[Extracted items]
☆ ☆ ☆ ☆
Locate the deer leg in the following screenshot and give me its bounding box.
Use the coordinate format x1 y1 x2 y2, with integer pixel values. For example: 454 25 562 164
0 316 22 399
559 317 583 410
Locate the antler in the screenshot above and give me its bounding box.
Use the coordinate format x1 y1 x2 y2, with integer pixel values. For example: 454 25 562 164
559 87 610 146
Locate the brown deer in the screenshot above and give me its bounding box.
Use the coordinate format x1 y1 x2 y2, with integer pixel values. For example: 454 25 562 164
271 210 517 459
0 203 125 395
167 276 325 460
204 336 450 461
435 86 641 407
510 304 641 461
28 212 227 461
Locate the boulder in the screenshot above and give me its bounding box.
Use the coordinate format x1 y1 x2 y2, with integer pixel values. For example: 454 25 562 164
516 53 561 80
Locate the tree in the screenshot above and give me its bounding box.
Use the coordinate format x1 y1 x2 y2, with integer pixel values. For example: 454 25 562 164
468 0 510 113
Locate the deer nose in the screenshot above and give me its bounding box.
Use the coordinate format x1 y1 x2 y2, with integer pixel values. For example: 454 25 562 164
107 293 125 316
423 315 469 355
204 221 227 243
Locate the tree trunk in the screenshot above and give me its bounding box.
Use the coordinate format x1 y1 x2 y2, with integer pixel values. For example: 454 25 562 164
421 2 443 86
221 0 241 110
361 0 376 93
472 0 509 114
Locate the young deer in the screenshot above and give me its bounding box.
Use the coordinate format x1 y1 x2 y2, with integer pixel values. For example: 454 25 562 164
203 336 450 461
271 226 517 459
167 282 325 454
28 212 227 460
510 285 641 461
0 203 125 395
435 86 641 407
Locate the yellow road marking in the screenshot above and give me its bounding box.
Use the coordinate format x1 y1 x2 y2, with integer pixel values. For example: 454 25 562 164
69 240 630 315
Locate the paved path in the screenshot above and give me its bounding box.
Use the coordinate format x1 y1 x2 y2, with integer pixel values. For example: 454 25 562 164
☆ ☆ ☆ ☆
## Exercise instructions:
Extract every one of the items above, reproducing each line word for word.

## Written answer:
Locate the deer leg in the following screenshot and give me its bounding box.
Use the coordinate format x1 y1 x2 y2, with integer pixel values. For example: 454 25 562 164
0 316 22 399
559 317 583 410
Locate the antler in the screenshot above and give me its bounding box.
Use the coordinate format x1 y1 x2 y2, with integer pixel values. For example: 454 25 562 164
559 87 610 146
Locate the brown deer in the screenshot above and give me its bounding box.
Use the coordinate format x1 y1 x2 y2, with integer pixel values. For example: 454 25 562 164
271 210 517 459
0 203 125 395
167 276 325 460
204 336 450 461
435 86 641 407
510 304 641 461
28 212 227 461
Locate the boulder in the screenshot above and give me its bounding box.
Use the coordinate format x1 y1 x2 y2, with integer pixel values. For example: 454 25 562 164
516 53 561 80
Locate the tree in the screenshot above and give me its bounding box.
Use the coordinate format x1 y1 x2 y2, with integer pixel values. For example: 454 25 562 164
468 0 510 113
Locate the deer nose in the screenshot above and give me its bounding box.
Use the coordinate format x1 y1 x2 y2, with integer pixel values. For example: 454 25 562 164
107 293 125 316
423 315 469 355
204 221 227 243
Locate the tree trunk in the screenshot above and give me its bounding box.
Use the coordinate format x1 y1 x2 y2, with integer pixel values. For example: 454 25 562 164
421 2 443 86
221 0 241 110
361 0 376 93
472 0 509 114
Locate the young deer in the screenshot above and give me its bounding box.
Use the coordinate format x1 y1 x2 y2, with integer pixel values. For example: 454 25 562 164
203 336 450 461
271 226 517 459
167 282 325 454
28 212 227 460
510 285 641 461
0 203 125 395
435 86 641 407
Locate the yellow road marking in the screenshot above and give me its bounding box.
Use the coordinate format x1 y1 x2 y2, with integer pixel values. For example: 454 25 562 164
69 240 630 315
Locate the paved path in the screenshot above and give me its bounding box.
Use the coordinate format x1 y1 x2 y2, with integer pixel values. For example: 454 25 562 164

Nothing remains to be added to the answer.